PROBLEM DESCRIPTION >>
In the listing below, take the part that opens with the line containing "task: provide the mask of every instance of the tall" and closes with the line containing "164), (606, 159)]", and replace "palm plant" with "palm tree". Return only those lines, with everything else left as it is.

(Region segmentation data)
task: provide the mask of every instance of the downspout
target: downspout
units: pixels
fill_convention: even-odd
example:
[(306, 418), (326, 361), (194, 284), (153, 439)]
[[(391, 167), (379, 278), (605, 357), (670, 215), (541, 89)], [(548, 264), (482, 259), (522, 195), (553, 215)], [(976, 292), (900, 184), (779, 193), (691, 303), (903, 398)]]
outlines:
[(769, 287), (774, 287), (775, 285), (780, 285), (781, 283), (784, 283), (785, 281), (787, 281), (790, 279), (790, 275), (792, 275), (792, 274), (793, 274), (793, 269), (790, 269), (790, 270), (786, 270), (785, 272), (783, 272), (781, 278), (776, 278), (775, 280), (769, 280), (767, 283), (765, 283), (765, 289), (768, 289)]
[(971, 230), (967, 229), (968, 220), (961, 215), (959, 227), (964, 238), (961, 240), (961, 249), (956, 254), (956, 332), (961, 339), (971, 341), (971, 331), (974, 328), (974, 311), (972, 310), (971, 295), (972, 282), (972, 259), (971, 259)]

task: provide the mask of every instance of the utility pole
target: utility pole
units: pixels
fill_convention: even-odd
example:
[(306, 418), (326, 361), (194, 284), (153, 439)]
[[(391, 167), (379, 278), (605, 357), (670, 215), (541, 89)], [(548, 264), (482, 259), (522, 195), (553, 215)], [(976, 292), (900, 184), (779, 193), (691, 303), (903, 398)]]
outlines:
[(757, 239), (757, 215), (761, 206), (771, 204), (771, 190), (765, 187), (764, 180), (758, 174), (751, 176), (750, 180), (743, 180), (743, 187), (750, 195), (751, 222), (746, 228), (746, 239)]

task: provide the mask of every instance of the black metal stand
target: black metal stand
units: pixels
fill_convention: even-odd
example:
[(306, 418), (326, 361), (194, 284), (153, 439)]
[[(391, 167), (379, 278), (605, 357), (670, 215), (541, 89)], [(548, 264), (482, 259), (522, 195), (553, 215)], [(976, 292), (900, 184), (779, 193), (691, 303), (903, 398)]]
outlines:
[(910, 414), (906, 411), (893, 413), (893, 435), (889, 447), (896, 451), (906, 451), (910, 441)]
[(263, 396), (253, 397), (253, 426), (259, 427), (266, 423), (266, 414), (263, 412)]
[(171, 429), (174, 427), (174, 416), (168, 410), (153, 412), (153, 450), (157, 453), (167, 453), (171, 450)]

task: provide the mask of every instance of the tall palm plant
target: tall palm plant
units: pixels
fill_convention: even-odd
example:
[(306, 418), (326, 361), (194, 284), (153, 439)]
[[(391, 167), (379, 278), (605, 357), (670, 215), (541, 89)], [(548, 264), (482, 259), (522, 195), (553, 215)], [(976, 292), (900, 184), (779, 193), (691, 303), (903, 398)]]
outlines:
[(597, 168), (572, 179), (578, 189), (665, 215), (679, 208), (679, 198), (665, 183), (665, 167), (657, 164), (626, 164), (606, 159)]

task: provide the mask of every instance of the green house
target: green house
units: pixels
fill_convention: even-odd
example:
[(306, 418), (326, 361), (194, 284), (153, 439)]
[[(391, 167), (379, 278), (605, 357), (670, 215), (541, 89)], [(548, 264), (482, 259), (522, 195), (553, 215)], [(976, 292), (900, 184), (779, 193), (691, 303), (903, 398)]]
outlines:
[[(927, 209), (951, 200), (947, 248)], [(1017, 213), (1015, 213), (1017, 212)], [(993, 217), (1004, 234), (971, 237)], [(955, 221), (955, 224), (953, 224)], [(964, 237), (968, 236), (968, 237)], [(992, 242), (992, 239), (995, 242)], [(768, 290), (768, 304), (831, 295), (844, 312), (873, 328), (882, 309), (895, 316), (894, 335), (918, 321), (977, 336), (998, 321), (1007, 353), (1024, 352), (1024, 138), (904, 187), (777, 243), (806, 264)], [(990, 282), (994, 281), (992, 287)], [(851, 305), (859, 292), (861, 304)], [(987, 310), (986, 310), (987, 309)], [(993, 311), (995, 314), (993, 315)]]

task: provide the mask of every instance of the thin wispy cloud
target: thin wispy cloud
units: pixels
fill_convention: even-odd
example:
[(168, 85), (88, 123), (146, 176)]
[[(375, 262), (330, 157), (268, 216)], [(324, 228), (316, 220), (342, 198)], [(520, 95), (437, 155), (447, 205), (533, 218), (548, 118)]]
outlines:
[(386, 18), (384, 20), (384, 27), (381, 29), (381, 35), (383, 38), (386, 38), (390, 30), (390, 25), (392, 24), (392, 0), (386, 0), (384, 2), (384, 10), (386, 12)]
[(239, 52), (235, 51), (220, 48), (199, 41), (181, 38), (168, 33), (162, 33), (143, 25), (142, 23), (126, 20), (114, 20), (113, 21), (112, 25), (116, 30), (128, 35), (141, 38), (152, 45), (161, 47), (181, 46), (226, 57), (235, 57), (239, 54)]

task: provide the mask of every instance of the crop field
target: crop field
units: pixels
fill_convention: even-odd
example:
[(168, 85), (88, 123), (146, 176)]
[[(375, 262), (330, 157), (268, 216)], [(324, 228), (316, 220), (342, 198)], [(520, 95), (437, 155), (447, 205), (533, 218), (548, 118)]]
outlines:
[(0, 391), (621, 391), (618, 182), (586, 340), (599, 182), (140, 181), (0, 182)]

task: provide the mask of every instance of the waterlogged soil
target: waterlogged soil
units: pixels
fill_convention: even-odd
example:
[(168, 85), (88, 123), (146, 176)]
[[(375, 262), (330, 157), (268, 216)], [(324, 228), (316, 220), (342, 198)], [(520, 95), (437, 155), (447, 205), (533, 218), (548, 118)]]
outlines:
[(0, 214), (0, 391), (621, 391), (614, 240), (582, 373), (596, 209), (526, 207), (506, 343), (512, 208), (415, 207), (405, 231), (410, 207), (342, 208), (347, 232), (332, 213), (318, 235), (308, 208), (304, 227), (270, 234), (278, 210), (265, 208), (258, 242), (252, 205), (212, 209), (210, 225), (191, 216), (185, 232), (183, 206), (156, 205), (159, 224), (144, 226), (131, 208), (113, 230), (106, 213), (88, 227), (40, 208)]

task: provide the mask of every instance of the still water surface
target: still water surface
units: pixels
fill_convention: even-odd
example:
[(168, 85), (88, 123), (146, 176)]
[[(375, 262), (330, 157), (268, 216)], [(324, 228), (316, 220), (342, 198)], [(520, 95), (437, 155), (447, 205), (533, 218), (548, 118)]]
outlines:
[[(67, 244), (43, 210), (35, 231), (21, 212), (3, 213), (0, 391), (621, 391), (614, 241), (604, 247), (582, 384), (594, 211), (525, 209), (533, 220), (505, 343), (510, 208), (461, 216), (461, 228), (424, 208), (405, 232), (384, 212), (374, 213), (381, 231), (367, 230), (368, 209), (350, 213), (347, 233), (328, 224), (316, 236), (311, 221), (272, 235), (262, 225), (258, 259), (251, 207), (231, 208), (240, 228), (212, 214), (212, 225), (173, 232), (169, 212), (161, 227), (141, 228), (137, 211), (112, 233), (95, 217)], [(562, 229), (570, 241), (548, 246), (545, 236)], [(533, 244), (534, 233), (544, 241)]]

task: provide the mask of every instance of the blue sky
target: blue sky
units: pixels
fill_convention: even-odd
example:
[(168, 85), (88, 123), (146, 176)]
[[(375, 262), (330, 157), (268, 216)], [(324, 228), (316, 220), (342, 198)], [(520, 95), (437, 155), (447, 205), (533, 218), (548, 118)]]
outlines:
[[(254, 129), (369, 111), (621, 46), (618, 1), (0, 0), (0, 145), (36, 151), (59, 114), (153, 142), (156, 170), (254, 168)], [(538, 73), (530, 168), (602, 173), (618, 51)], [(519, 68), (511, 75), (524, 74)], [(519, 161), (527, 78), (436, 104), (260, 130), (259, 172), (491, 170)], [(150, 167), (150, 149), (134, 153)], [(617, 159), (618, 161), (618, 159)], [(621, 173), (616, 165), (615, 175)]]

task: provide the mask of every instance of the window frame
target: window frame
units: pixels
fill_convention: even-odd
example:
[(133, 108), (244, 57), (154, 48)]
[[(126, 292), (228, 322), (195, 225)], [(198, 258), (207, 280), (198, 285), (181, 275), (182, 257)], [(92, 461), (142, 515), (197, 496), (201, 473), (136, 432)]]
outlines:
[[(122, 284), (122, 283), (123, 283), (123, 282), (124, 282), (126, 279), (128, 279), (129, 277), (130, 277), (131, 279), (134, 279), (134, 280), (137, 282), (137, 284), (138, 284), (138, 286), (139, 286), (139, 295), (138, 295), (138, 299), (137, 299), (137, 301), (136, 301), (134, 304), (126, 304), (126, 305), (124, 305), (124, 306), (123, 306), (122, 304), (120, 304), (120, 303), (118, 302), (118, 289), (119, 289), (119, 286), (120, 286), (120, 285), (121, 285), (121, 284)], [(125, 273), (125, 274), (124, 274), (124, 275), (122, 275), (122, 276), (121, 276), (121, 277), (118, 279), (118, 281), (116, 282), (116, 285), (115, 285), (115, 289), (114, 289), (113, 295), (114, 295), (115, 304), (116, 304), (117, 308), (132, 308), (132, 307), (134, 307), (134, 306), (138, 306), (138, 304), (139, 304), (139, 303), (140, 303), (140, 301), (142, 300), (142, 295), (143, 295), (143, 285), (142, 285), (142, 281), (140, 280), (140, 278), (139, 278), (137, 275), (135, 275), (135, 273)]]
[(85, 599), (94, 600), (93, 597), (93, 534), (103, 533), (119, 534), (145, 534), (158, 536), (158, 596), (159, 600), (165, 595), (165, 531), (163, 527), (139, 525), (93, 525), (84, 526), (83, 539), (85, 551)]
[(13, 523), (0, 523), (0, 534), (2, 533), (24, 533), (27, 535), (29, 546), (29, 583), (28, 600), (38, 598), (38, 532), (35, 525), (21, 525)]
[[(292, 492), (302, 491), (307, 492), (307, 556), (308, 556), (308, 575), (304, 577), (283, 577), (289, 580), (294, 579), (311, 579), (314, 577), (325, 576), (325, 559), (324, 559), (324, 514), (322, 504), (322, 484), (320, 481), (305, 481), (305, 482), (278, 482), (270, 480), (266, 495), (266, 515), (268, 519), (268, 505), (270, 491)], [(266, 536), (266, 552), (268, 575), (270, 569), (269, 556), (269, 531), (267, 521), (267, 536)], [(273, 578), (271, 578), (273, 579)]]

TASK OUTPUT >>
task: provide the mask of every instance of the tall palm tree
target: tall palm tree
units: pixels
fill_convention: even-odd
example:
[(306, 418), (326, 361), (194, 284), (153, 439)]
[[(391, 167), (379, 278), (605, 357), (670, 215), (541, 89)], [(548, 264), (482, 259), (522, 195), (553, 215)], [(976, 292), (900, 184), (779, 193), (691, 303), (903, 398)]]
outlines:
[(597, 168), (572, 179), (578, 189), (665, 215), (679, 208), (679, 198), (665, 183), (665, 167), (657, 164), (626, 164), (606, 159)]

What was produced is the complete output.